_Paginatekst_.
......
Ook in onze Nederlandse samenleving is deze ontwikkeling zichtbaar. Politici en burgers die zich meer en meer afkeren van de wereld en zich terugtrekken achter de dijken in een poging om onze welvaart te beschermen tegen de invloeden van Afrikanen, moslims, Polen en anderen. Alleen zo denken zij hun veiligheid en eigenheid te kunnen bewaren. Men vergeet echter dat wij onze welvaart juist te danken hebben aan onze grote en intense betrokkenheid in de wereld. Volgens de globaliseringsindex van het Internationale Instituut voor Duurzame Ontwikkeling in Maastricht – ICIS, neemt Nederland de vijfde plek in op de ranglijst van landen die het meest verbonden zijn met de wereld. Deze index kijkt niet alleen naar economische aspecten maar ook naar aspecten van politiek, technologie, migratie en sociale ontwikkelingen.

Tegenover die trend in Nederland om zich af te keren van de wereld is een andere trend zichtbaar waarin mensen op zoek zijn naar nieuwe vormen van spiritualiteit en betrokkenheid bij de wereld. De Homo Spiritualis die op zoek is naar nieuwe waarden die oriëntatie geven in deze wereld van globalisering. Niet alleen marktwaarden maar ook zorgwaarden. Mensen die beseffen dat solidariteit met de ander essentieel is ook voor henzelf. In Afrika hebben ze daar een mooi begrip voor: Ubuntu! Ik ben een mens omdat wij dat zijn. Ik ben een mens omdat ik mij verbonden weet met de ander. En als zijn menselijkheid wordt aangetast, dan wordt ook mijn menselijkheid geweld aan gedaan. In deze visie gaan barmhartigheid en gerechtigheid, solidariteit en eigenbelang samen en versterken ze elkaar. Het is zoals een Aboriginal vrouw in Australië het ooit zei: “If you have come to help me, you can go home again. But if you see my problem as part of your own problem, you can stay”.
......
_Opgave_. Herschrijf in de tekst over globalisering alles vanaf "Ook in onze" tot en met "en sociale ontwikkelingen." en zet daarbij "rijkdom" in plaats van "welvaart".

_Aangeleverd materiaal_.
......
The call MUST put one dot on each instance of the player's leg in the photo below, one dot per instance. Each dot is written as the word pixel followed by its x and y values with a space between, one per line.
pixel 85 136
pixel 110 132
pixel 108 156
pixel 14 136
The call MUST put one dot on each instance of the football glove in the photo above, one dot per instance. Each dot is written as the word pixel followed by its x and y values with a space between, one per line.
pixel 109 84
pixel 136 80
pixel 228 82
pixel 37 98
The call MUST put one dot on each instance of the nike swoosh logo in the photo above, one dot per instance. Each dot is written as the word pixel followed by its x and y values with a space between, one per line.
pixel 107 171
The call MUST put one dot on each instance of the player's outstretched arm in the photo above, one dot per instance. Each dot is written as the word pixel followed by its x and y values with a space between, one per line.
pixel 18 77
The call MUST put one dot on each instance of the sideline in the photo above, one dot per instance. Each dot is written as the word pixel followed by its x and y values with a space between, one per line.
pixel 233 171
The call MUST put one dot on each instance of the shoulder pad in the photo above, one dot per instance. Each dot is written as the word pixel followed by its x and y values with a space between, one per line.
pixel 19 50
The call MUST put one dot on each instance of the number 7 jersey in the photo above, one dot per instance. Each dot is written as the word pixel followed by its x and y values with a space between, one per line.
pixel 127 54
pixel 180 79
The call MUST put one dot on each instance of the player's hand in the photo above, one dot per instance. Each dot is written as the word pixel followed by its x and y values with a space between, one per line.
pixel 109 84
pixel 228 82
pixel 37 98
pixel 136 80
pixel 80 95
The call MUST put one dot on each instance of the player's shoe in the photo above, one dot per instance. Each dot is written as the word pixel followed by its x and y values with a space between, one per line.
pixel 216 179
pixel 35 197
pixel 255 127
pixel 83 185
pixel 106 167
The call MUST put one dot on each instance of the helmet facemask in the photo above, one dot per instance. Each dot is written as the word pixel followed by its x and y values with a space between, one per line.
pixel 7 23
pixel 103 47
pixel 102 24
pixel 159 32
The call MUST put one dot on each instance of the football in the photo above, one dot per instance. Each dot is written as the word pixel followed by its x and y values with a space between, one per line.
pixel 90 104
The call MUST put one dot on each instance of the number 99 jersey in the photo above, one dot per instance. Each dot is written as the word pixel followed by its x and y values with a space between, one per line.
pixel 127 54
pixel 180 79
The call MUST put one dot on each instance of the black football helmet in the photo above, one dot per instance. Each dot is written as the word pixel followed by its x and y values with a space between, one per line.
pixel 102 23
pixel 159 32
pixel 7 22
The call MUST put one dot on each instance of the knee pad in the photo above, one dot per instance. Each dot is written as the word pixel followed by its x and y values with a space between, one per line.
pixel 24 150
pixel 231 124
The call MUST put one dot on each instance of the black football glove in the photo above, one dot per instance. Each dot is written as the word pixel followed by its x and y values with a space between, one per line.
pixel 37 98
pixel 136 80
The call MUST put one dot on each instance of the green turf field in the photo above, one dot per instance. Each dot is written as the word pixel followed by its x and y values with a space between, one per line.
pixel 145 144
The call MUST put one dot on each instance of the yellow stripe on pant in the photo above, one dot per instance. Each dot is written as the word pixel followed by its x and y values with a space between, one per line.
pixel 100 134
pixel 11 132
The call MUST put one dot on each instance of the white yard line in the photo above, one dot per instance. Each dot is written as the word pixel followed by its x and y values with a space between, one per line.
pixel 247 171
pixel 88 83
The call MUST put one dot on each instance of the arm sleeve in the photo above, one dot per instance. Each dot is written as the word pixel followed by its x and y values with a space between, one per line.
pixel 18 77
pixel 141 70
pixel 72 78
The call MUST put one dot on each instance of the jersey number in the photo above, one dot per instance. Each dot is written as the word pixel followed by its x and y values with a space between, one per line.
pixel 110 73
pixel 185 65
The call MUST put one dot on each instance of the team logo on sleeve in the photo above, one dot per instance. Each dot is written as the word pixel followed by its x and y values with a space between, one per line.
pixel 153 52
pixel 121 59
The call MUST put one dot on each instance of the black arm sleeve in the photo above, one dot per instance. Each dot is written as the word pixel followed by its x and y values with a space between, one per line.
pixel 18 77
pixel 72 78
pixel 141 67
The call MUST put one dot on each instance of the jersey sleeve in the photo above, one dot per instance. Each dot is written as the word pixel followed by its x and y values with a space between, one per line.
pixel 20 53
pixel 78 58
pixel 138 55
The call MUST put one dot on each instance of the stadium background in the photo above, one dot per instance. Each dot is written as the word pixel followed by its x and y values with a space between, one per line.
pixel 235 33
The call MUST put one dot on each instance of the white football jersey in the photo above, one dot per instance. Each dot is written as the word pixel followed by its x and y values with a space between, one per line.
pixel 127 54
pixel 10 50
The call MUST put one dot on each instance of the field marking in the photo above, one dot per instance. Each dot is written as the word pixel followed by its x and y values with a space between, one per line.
......
_Uitgewerkte oplossing_.
Ook in onze Nederlandse samenleving is deze ontwikkeling zichtbaar. Politici en burgers die zich meer en meer afkeren van de wereld en zich terugtrekken achter de dijken in een poging om onze rijkdom te beschermen tegen de invloeden van Afrikanen, moslims, Polen en anderen. Alleen zo denken zij hun veiligheid en eigenheid te kunnen bewaren. Men vergeet echter dat wij onze rijkdom juist te danken hebben aan onze grote en intense betrokkenheid in de wereld. Volgens de globaliseringsindex van het Internationale Instituut voor Duurzame Ontwikkeling in Maastricht – ICIS, neemt Nederland de vijfde plek in op de ranglijst van landen die het meest verbonden zijn met de wereld. Deze index kijkt niet alleen naar economische aspecten maar ook naar aspecten van politiek, technologie, migratie en sociale ontwikkelingen.